### What needs to be done
Copy the listing from the line containing "# Trace the outline of every instance of the weathered" through the line containing "177), (232, 99)]", swapping "weathered" for "faded" and leaving everything else unchanged. Give only those lines.

### Data section
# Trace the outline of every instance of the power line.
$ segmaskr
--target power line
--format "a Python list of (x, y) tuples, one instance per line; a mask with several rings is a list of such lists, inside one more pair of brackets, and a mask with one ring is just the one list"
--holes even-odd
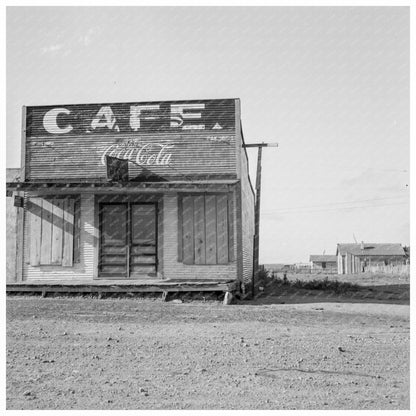
[(379, 207), (388, 207), (393, 205), (408, 205), (409, 202), (398, 202), (393, 204), (379, 204), (379, 205), (358, 205), (358, 206), (352, 206), (352, 207), (337, 207), (337, 208), (328, 208), (328, 209), (316, 209), (316, 210), (287, 210), (287, 211), (281, 211), (281, 212), (270, 212), (265, 213), (264, 215), (269, 216), (272, 214), (275, 215), (281, 215), (281, 214), (307, 214), (307, 213), (314, 213), (314, 212), (325, 212), (325, 211), (344, 211), (344, 210), (352, 210), (352, 209), (361, 209), (361, 208), (379, 208)]
[(300, 207), (288, 207), (288, 208), (279, 208), (279, 209), (271, 209), (271, 210), (265, 210), (262, 213), (273, 213), (273, 212), (280, 212), (280, 211), (287, 211), (287, 210), (298, 210), (298, 209), (309, 209), (309, 208), (325, 208), (327, 206), (333, 206), (333, 205), (345, 205), (345, 204), (355, 204), (359, 202), (373, 202), (373, 201), (384, 201), (387, 199), (401, 199), (401, 198), (407, 198), (407, 195), (401, 195), (401, 196), (392, 196), (392, 197), (385, 197), (385, 198), (371, 198), (371, 199), (356, 199), (352, 201), (342, 201), (342, 202), (328, 202), (326, 204), (319, 204), (319, 205), (307, 205), (307, 206), (300, 206)]

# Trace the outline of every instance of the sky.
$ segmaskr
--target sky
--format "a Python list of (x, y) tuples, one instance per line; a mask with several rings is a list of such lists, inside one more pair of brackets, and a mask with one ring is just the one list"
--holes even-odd
[(409, 244), (408, 7), (8, 7), (6, 25), (8, 168), (23, 105), (240, 98), (245, 141), (279, 144), (260, 263)]

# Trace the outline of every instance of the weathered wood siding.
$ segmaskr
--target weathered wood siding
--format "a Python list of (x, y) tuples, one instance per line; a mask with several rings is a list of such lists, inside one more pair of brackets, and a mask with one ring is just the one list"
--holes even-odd
[[(80, 262), (71, 267), (62, 265), (32, 266), (30, 264), (30, 244), (33, 241), (30, 211), (25, 210), (24, 216), (24, 251), (23, 280), (92, 280), (94, 269), (94, 253), (97, 245), (97, 230), (94, 227), (94, 195), (81, 195), (80, 210)], [(33, 251), (32, 251), (33, 252)]]
[(27, 107), (26, 114), (27, 180), (105, 179), (106, 156), (129, 160), (130, 179), (236, 177), (232, 99)]
[[(193, 198), (182, 198), (184, 205), (189, 205)], [(201, 198), (202, 199), (202, 198)], [(233, 199), (235, 199), (235, 193), (233, 193)], [(177, 195), (164, 195), (163, 197), (163, 270), (162, 275), (165, 279), (199, 279), (199, 280), (212, 280), (212, 279), (236, 279), (237, 276), (237, 262), (230, 260), (226, 264), (192, 264), (193, 262), (193, 247), (189, 242), (189, 250), (184, 247), (183, 261), (178, 260), (178, 244), (182, 240), (179, 238), (179, 212), (178, 212), (178, 198)], [(186, 202), (185, 202), (186, 201)], [(202, 206), (202, 205), (201, 205)], [(193, 204), (192, 204), (193, 207)], [(183, 209), (186, 209), (185, 206)], [(192, 208), (193, 209), (193, 208)], [(201, 208), (202, 209), (202, 208)], [(236, 238), (236, 222), (235, 215), (233, 215), (232, 232), (234, 239)], [(191, 223), (191, 221), (189, 221)], [(192, 222), (193, 223), (193, 222)], [(187, 229), (186, 229), (187, 230)], [(186, 235), (193, 232), (193, 226), (189, 228), (189, 231), (184, 231), (182, 238), (186, 241)], [(237, 255), (237, 247), (233, 245), (233, 257)], [(192, 259), (191, 259), (192, 258)], [(184, 261), (188, 260), (191, 264), (185, 264)]]

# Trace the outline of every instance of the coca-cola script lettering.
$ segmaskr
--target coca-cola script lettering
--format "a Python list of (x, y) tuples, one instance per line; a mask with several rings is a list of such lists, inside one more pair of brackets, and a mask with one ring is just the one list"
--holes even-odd
[(101, 164), (105, 166), (106, 156), (129, 160), (136, 165), (168, 166), (171, 163), (173, 144), (139, 143), (129, 140), (121, 144), (108, 146), (101, 156)]

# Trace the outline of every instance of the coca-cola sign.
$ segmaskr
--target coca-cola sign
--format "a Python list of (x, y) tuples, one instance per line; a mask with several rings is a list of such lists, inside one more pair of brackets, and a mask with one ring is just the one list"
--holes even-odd
[(128, 160), (138, 166), (167, 166), (172, 161), (173, 144), (128, 140), (125, 143), (107, 146), (101, 155), (101, 164), (106, 165), (106, 156)]

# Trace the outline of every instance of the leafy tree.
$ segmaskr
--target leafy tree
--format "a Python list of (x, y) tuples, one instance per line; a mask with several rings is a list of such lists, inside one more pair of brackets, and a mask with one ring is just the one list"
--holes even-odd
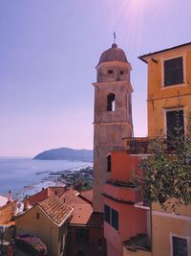
[[(189, 115), (189, 123), (190, 120)], [(188, 125), (186, 135), (179, 130), (178, 128), (177, 136), (170, 141), (161, 136), (152, 140), (152, 153), (139, 165), (143, 175), (134, 174), (146, 199), (173, 211), (178, 205), (191, 203), (191, 126)]]

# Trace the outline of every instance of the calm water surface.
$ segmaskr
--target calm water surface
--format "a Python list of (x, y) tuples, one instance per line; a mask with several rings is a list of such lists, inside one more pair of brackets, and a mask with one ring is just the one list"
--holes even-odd
[(66, 160), (0, 159), (0, 195), (6, 195), (9, 190), (15, 194), (22, 191), (24, 187), (42, 183), (42, 180), (48, 177), (48, 179), (53, 179), (50, 173), (78, 170), (86, 166), (93, 166), (93, 163)]

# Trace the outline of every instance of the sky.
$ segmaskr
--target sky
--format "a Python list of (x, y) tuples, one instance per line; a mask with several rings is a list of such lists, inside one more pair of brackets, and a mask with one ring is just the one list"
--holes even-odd
[(117, 43), (132, 65), (135, 136), (147, 135), (140, 55), (191, 41), (190, 0), (0, 0), (0, 156), (93, 149), (96, 65)]

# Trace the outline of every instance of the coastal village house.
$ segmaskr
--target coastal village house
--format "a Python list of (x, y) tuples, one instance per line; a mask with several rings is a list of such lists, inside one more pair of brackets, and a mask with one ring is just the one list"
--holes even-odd
[[(139, 161), (141, 157), (148, 157), (151, 153), (148, 139), (162, 134), (164, 138), (171, 140), (173, 136), (176, 136), (177, 126), (180, 128), (180, 132), (186, 133), (187, 111), (191, 110), (191, 43), (141, 56), (139, 58), (148, 63), (148, 138), (124, 138), (123, 151), (112, 152), (111, 170), (114, 178), (113, 182), (109, 181), (109, 184), (105, 185), (104, 196), (106, 198), (105, 202), (108, 204), (110, 203), (108, 198), (109, 200), (116, 200), (116, 203), (113, 203), (115, 211), (117, 211), (117, 204), (119, 203), (118, 195), (120, 194), (112, 193), (112, 190), (114, 190), (114, 187), (120, 185), (121, 182), (118, 182), (118, 180), (122, 181), (121, 163), (126, 163), (124, 176), (128, 179), (129, 168), (137, 169), (134, 163), (135, 159), (137, 158)], [(179, 124), (177, 124), (177, 116), (179, 116)], [(125, 154), (127, 155), (123, 156)], [(117, 173), (117, 175), (115, 176), (115, 173)], [(112, 189), (109, 190), (107, 186), (112, 186)], [(122, 188), (120, 190), (122, 191)], [(127, 183), (124, 184), (124, 190), (130, 190)], [(129, 198), (126, 196), (126, 198)], [(120, 196), (120, 204), (124, 203), (121, 199), (122, 197)], [(121, 251), (121, 242), (123, 240), (123, 254), (116, 255), (190, 255), (190, 205), (179, 207), (176, 213), (172, 213), (169, 210), (161, 209), (157, 202), (152, 203), (150, 210), (148, 205), (141, 201), (136, 202), (134, 199), (134, 207), (146, 212), (147, 218), (144, 221), (146, 221), (147, 228), (143, 233), (140, 231), (140, 234), (135, 236), (138, 227), (134, 225), (131, 230), (131, 224), (136, 215), (133, 218), (128, 218), (130, 214), (130, 211), (128, 211), (125, 215), (126, 221), (122, 222), (122, 228), (129, 231), (130, 239), (127, 241), (124, 241), (123, 238), (120, 239), (122, 233), (119, 224), (118, 233), (117, 231), (112, 232), (111, 227), (110, 232), (107, 232), (108, 207), (105, 208), (104, 233), (107, 241), (109, 240), (117, 253)], [(110, 214), (112, 210), (110, 208)], [(120, 223), (120, 216), (122, 219), (120, 209), (117, 208), (117, 214), (115, 212), (115, 215), (117, 216), (117, 222)], [(125, 210), (123, 210), (123, 213), (125, 213)], [(110, 221), (111, 220), (110, 217)], [(117, 238), (119, 238), (120, 243), (116, 243)]]
[[(148, 136), (187, 132), (191, 110), (191, 43), (139, 57), (148, 64)], [(177, 123), (176, 117), (179, 117)], [(152, 204), (153, 254), (191, 255), (191, 205), (176, 213)]]
[[(75, 197), (74, 191), (67, 192), (67, 197)], [(36, 236), (47, 245), (48, 255), (61, 255), (66, 250), (73, 210), (65, 202), (64, 193), (48, 197), (15, 219), (16, 234)]]
[(92, 191), (50, 187), (25, 200), (27, 211), (15, 219), (17, 235), (40, 238), (49, 256), (105, 255), (103, 219), (93, 213)]
[(191, 255), (191, 206), (164, 211), (132, 182), (132, 171), (142, 175), (138, 164), (152, 153), (149, 139), (173, 139), (177, 125), (186, 133), (191, 43), (139, 58), (148, 64), (148, 137), (132, 137), (131, 64), (114, 43), (101, 55), (94, 83), (93, 195), (69, 189), (48, 197), (45, 190), (41, 201), (26, 198), (28, 210), (16, 218), (17, 234), (39, 237), (51, 256)]
[(0, 196), (0, 224), (9, 223), (16, 212), (16, 200), (11, 199), (11, 193), (8, 197)]

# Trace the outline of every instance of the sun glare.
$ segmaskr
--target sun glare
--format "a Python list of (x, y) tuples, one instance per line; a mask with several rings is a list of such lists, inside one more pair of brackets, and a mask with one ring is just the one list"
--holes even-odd
[(148, 0), (123, 0), (118, 12), (118, 21), (122, 17), (126, 23), (124, 39), (131, 48), (141, 45), (145, 8), (148, 8)]

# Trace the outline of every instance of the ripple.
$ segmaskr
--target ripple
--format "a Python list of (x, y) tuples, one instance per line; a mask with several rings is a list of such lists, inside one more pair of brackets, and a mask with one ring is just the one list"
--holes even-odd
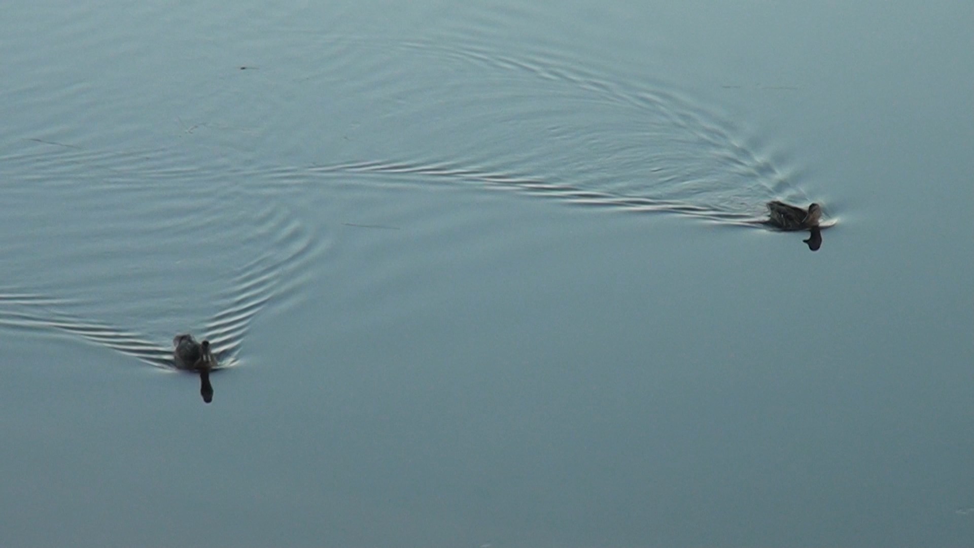
[(253, 318), (298, 289), (325, 245), (250, 191), (266, 184), (259, 171), (176, 150), (25, 144), (0, 162), (14, 181), (0, 237), (7, 329), (67, 333), (162, 368), (175, 333), (200, 332), (232, 367)]
[(367, 67), (346, 84), (375, 104), (356, 133), (382, 137), (357, 157), (316, 163), (318, 175), (506, 186), (728, 224), (758, 223), (772, 200), (811, 202), (798, 184), (801, 170), (774, 160), (782, 154), (751, 143), (715, 109), (658, 79), (586, 64), (554, 47), (510, 53), (459, 38), (328, 43), (342, 53), (338, 70)]

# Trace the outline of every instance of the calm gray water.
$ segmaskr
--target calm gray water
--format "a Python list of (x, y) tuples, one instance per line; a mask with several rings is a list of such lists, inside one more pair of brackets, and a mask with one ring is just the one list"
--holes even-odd
[(970, 3), (545, 4), (5, 3), (0, 545), (974, 545)]

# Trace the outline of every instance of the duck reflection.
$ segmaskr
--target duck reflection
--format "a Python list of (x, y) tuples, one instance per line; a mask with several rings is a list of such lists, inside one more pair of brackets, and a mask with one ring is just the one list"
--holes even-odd
[(200, 373), (200, 395), (203, 401), (213, 401), (213, 386), (209, 383), (209, 372), (216, 367), (216, 359), (209, 350), (209, 341), (197, 342), (192, 334), (177, 334), (172, 339), (175, 349), (172, 357), (176, 368)]
[(802, 241), (808, 245), (808, 249), (816, 252), (822, 247), (822, 229), (818, 225), (822, 218), (822, 207), (818, 204), (811, 204), (805, 210), (784, 202), (768, 202), (768, 224), (790, 232), (807, 230), (808, 239)]

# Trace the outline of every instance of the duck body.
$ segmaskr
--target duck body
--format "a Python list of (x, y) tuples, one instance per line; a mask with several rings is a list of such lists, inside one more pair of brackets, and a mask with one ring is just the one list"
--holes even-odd
[(811, 204), (805, 210), (784, 202), (768, 202), (768, 224), (779, 230), (812, 230), (819, 228), (822, 218), (822, 208), (818, 204)]
[(191, 334), (177, 334), (172, 344), (175, 346), (172, 358), (180, 370), (209, 371), (216, 366), (208, 340), (197, 342)]
[(197, 342), (189, 333), (177, 334), (172, 339), (172, 360), (176, 368), (200, 373), (200, 395), (203, 401), (213, 401), (213, 386), (209, 383), (209, 372), (216, 367), (216, 358), (209, 350), (209, 341)]

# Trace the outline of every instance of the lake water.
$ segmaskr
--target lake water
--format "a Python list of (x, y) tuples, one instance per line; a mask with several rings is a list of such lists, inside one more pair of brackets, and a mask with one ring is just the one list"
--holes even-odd
[(7, 2), (0, 545), (974, 544), (972, 27)]

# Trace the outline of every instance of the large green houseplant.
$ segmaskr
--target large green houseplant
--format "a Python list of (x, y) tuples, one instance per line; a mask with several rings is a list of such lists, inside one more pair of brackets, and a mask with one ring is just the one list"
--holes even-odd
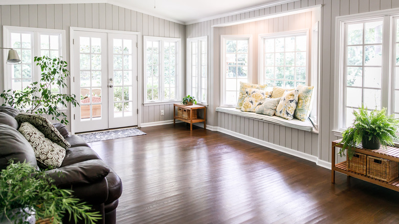
[(46, 56), (35, 57), (34, 61), (41, 70), (40, 82), (34, 82), (22, 91), (5, 90), (0, 94), (4, 99), (3, 105), (8, 105), (31, 114), (48, 115), (61, 123), (68, 124), (66, 115), (60, 109), (72, 103), (79, 105), (74, 94), (62, 93), (61, 89), (68, 87), (66, 81), (70, 76), (68, 63), (60, 58)]
[(393, 145), (393, 140), (397, 139), (397, 128), (399, 119), (393, 115), (387, 115), (387, 109), (374, 109), (369, 112), (363, 105), (359, 111), (353, 110), (354, 121), (351, 126), (342, 133), (341, 143), (343, 147), (340, 150), (339, 154), (342, 156), (345, 150), (348, 150), (348, 156), (351, 159), (354, 147), (362, 143), (364, 148), (376, 149), (383, 147)]
[(10, 163), (0, 174), (0, 222), (24, 223), (34, 213), (36, 220), (53, 217), (53, 223), (62, 223), (66, 212), (75, 222), (94, 224), (101, 218), (98, 212), (72, 197), (72, 191), (58, 189), (53, 182), (29, 164)]

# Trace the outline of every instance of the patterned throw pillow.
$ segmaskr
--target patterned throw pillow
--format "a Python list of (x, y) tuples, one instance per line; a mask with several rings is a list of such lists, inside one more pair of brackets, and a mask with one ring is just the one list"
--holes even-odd
[(312, 101), (313, 99), (313, 86), (298, 85), (297, 86), (299, 95), (298, 97), (298, 105), (294, 113), (294, 117), (302, 121), (305, 121), (312, 111)]
[(264, 91), (268, 85), (258, 85), (257, 84), (247, 83), (246, 82), (240, 82), (240, 93), (238, 95), (238, 101), (237, 102), (237, 105), (235, 106), (236, 109), (241, 109), (242, 107), (242, 103), (244, 102), (244, 99), (247, 97), (246, 89), (248, 88), (257, 88), (258, 89)]
[(46, 138), (29, 122), (24, 122), (18, 130), (33, 148), (36, 159), (44, 167), (58, 168), (65, 158), (65, 149)]
[(263, 103), (263, 100), (270, 96), (269, 92), (257, 88), (248, 88), (246, 92), (247, 97), (241, 107), (241, 110), (245, 112), (255, 112), (258, 106)]
[(71, 147), (66, 140), (57, 130), (53, 124), (43, 116), (31, 114), (21, 113), (15, 117), (15, 120), (20, 125), (24, 122), (29, 122), (40, 132), (46, 138), (58, 144), (62, 148), (68, 149)]
[(292, 120), (294, 118), (294, 112), (298, 104), (298, 95), (297, 89), (285, 91), (277, 105), (275, 114), (276, 116), (287, 120)]
[(294, 89), (295, 89), (294, 88), (284, 88), (278, 86), (273, 86), (273, 90), (272, 92), (272, 98), (278, 98), (279, 97), (281, 97), (286, 90), (289, 91)]
[(277, 108), (277, 105), (278, 105), (281, 99), (281, 97), (274, 99), (265, 99), (263, 103), (258, 106), (255, 112), (256, 114), (273, 116), (276, 113), (276, 109)]

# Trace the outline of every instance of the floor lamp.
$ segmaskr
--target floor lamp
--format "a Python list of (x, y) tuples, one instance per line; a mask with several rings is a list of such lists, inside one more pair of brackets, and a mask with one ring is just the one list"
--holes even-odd
[(16, 51), (12, 49), (8, 48), (0, 48), (1, 49), (10, 49), (8, 51), (8, 57), (7, 57), (7, 63), (8, 64), (20, 64), (21, 59), (19, 59), (19, 57), (18, 56), (18, 53)]

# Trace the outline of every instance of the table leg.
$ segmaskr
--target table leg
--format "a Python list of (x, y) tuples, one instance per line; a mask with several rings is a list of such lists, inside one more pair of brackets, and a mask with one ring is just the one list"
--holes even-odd
[(332, 143), (331, 147), (331, 183), (335, 183), (335, 143)]

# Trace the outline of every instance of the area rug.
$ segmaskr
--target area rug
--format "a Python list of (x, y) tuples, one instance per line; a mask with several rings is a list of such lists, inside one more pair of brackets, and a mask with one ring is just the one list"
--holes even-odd
[(83, 138), (86, 142), (93, 142), (132, 136), (142, 136), (143, 135), (147, 134), (139, 130), (137, 127), (134, 127), (119, 130), (98, 131), (87, 134), (78, 134), (78, 135)]

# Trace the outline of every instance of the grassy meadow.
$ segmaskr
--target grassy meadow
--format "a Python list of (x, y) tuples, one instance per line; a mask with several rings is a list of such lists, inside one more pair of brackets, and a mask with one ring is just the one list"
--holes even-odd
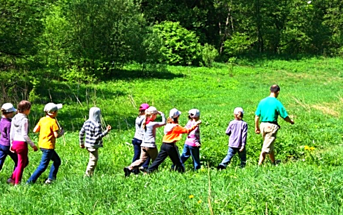
[[(57, 181), (44, 184), (48, 170), (31, 186), (13, 187), (5, 182), (13, 162), (8, 158), (0, 172), (0, 214), (343, 214), (343, 59), (241, 61), (231, 67), (167, 67), (164, 71), (137, 71), (128, 68), (115, 79), (97, 84), (47, 81), (37, 90), (42, 95), (29, 116), (32, 129), (43, 116), (44, 104), (63, 103), (57, 119), (67, 132), (57, 141), (62, 161)], [(281, 128), (273, 166), (267, 159), (257, 163), (262, 143), (254, 132), (255, 111), (279, 84), (279, 99), (295, 124), (279, 119)], [(201, 112), (202, 169), (171, 172), (168, 158), (159, 171), (125, 178), (123, 168), (133, 155), (131, 140), (138, 108), (147, 103), (168, 114), (176, 107), (183, 113)], [(88, 154), (79, 146), (78, 131), (89, 108), (99, 107), (110, 135), (99, 150), (95, 175), (84, 177)], [(225, 134), (234, 108), (245, 112), (248, 124), (247, 165), (238, 167), (234, 158), (224, 170), (215, 167), (226, 154)], [(160, 120), (158, 117), (157, 121)], [(30, 134), (35, 143), (38, 135)], [(180, 152), (185, 135), (177, 144)], [(156, 132), (158, 147), (163, 128)], [(311, 151), (305, 146), (313, 147)], [(26, 181), (38, 166), (41, 152), (29, 149)]]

### The output
# Trace the outline of every instance of the faded wood siding.
$ segmaskr
--target faded wood siding
--format "a Python list of (x, y) tuples, one instance per line; a mask with several rings is a list of such lists, inside one more pair of brackets, and a mask with one ring is just the one list"
--holes even-odd
[[(80, 262), (71, 267), (62, 265), (32, 266), (30, 264), (30, 244), (33, 241), (30, 211), (25, 210), (24, 216), (24, 251), (23, 280), (92, 280), (94, 269), (94, 253), (97, 245), (97, 230), (94, 227), (94, 195), (81, 195), (80, 210)], [(33, 251), (32, 251), (33, 252)]]
[(27, 107), (26, 114), (27, 180), (105, 179), (106, 156), (129, 160), (130, 179), (236, 177), (232, 99)]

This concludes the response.